* _Requirements_: Please format every entry below as a two-column CSV with the headers entry_text and answer, one row per entry, with each value in its own quoted field and line breaks replaced by spaces. Leave the pictures out.
Dataset extract start
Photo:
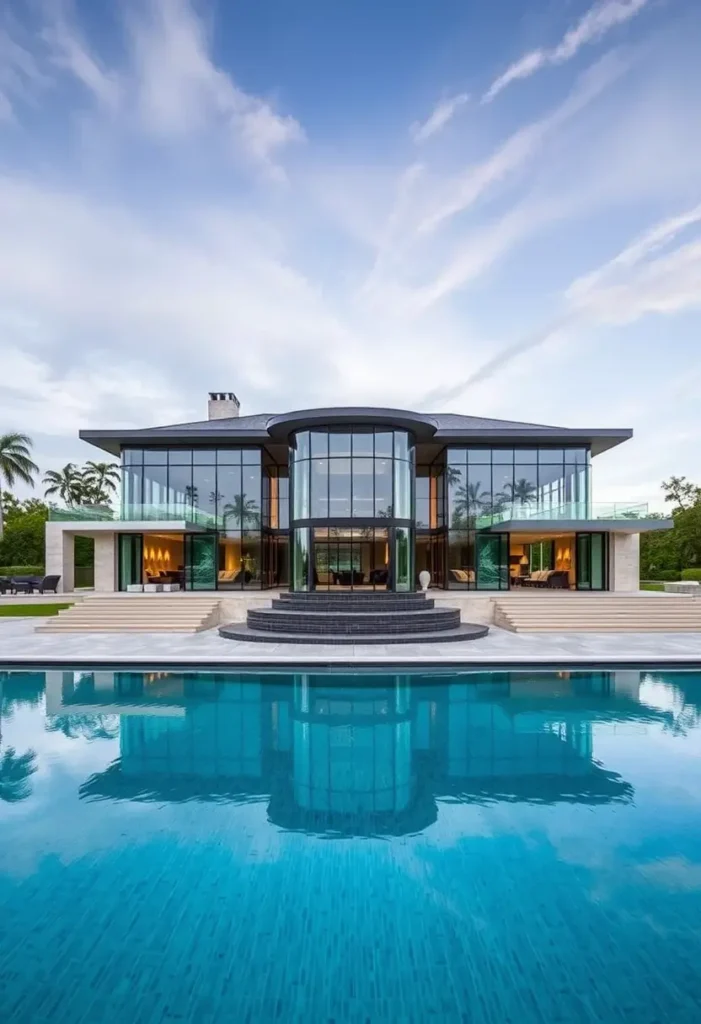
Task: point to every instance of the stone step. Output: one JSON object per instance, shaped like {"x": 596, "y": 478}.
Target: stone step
{"x": 236, "y": 631}
{"x": 366, "y": 623}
Dataset extract end
* _Response to this task_:
entry_text,answer
"Photo: Task: point to every instance of the stone step. Output: one JSON object per instance, shaped like {""x"": 596, ""y"": 478}. Target: stone step","{""x"": 236, ""y"": 631} {""x"": 366, ""y"": 623}"